Entries shown:
****

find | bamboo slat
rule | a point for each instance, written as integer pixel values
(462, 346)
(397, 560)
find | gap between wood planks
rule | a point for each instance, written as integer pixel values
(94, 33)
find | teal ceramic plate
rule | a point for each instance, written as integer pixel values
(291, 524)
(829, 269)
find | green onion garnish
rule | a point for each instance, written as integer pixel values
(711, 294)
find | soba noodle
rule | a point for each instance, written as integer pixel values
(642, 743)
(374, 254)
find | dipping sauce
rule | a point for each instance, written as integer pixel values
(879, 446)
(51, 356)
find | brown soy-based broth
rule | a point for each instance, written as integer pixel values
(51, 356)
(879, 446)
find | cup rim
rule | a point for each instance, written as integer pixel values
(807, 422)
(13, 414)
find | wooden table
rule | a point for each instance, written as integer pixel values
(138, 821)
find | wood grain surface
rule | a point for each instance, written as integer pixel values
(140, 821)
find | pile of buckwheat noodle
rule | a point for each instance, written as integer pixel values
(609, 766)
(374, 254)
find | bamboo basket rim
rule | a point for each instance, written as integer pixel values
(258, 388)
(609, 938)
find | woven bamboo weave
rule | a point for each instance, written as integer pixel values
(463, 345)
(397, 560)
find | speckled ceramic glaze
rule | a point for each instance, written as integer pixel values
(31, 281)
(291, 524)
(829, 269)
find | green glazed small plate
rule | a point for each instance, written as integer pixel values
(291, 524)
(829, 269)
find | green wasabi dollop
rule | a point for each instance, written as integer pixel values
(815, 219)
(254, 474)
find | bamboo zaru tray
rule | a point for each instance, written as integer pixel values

****

Exercise: Copy the rows from the one containing "find | speckled ceramic glaze" through the last row, swapping "dollop" for "smear" and leaving everything else unchanged.

Written solution:
find | speckled ceramic glaze
rule | a point for each instance, written as integer pixel values
(31, 281)
(291, 524)
(829, 269)
find | green glazed small plate
rule | a point for each instance, written as integer pixel values
(291, 524)
(829, 269)
find | green wasabi smear
rule | a point for each instance, written as integer pixel values
(815, 219)
(254, 474)
find | bamboo zaru tray
rule | a point for each instance, written as integer pixel values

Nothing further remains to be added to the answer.